EXERCISE INSTRUCTIONS |
1. In the uneven bars text, reproduce word for word the passage starting with "Women's events at" and going on through "are left empty.".
2. Summarize the uneven bars text in two sentences.

SOURCE TEXT |
******************************

= Gymnastics at the Pan American Games – Women's uneven bars =

Women's events at the Gymnastics at the Pan American Games were first held at the 1959 Pan American Games.

Three medals are awarded: gold for first place, silver for second place, and bronze for third place. Tie breakers have not been used in every year. In the event of a tie between two gymnasts, both names are listed, and the following position (second for a tie for first, third for a tie for second) is left empty because a medal was not awarded for that position. If three gymnastics tied for a position, the following two positions are left empty.

******************************

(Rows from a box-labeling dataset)
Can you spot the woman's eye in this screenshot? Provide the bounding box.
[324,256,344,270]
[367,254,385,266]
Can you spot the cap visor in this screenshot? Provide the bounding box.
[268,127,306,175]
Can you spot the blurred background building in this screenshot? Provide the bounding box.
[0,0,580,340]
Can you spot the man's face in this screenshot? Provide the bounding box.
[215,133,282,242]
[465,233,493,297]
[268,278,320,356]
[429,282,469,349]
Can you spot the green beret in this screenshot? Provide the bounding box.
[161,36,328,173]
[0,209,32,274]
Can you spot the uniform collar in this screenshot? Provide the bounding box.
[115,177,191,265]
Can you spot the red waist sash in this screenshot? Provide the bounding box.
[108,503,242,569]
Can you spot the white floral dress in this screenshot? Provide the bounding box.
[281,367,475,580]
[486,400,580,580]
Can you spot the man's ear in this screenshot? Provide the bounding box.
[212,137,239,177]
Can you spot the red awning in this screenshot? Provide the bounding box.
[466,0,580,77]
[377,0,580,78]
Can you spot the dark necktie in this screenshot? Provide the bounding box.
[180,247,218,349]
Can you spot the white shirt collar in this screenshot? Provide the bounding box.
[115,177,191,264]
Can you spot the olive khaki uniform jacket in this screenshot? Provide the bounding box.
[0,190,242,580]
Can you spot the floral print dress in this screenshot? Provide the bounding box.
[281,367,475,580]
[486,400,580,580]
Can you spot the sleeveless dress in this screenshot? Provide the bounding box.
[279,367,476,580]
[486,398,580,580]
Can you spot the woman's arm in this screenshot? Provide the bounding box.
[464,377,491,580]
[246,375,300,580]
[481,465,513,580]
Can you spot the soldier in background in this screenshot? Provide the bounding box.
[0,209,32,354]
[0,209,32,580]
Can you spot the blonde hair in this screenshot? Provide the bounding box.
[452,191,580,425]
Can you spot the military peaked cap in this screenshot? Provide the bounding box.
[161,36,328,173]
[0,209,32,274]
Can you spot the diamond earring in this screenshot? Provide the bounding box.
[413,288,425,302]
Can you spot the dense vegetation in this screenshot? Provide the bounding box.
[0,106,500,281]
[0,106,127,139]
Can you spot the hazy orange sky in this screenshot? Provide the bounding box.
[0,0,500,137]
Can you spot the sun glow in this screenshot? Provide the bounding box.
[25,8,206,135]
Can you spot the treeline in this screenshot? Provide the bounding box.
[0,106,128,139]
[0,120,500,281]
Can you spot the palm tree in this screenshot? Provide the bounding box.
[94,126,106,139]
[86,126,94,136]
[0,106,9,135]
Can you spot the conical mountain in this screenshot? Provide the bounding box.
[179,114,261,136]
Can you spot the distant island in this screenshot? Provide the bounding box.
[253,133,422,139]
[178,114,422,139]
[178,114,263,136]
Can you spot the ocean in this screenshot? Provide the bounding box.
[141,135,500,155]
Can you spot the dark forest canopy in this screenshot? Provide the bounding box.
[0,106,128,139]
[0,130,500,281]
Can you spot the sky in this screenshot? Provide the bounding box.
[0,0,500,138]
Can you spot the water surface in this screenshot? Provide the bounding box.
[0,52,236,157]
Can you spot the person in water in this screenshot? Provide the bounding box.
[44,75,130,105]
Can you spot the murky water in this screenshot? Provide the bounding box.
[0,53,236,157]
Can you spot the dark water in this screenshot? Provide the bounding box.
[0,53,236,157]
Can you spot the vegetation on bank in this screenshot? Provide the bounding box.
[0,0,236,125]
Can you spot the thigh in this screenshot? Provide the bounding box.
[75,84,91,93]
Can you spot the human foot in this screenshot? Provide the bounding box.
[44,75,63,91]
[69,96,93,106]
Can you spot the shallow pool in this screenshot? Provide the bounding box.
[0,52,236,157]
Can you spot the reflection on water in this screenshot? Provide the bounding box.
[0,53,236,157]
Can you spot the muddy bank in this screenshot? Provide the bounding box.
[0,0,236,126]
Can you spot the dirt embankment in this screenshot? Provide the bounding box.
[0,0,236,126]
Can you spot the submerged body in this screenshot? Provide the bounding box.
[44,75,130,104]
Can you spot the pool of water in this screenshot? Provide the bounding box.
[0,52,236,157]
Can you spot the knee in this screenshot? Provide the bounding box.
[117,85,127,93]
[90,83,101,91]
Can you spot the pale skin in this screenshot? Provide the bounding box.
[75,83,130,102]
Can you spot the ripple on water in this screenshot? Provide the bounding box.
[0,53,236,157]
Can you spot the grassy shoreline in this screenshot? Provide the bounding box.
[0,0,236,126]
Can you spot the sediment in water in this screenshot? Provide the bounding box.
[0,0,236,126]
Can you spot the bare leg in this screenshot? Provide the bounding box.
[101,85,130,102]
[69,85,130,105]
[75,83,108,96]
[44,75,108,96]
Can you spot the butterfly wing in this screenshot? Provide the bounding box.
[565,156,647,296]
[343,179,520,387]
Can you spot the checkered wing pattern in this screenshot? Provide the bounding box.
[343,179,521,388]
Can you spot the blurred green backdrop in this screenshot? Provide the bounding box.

******************************

PROBLEM SOLUTIONS |
1.
Women's events at the Gymnastics at the Pan American Games were first held at the 1959 Pan American Games.

Three medals are awarded: gold for first place, silver for second place, and bronze for third place. Tie breakers have not been used in every year. In the event of a tie between two gymnasts, both names are listed, and the following position (second for a tie for first, third for a tie for second) is left empty because a medal was not awarded for that position. If three gymnastics tied for a position, the following two positions are left empty.

2. Women's gymnastics events at the Pan American Games were first held at the 1959 Games, and three medals are awarded: gold, silver, and bronze for first, second, and third place. Tie breakers have not been used every year, and when gymnasts tie, their names are all listed while the following position or positions are left empty because no medal was awarded for them.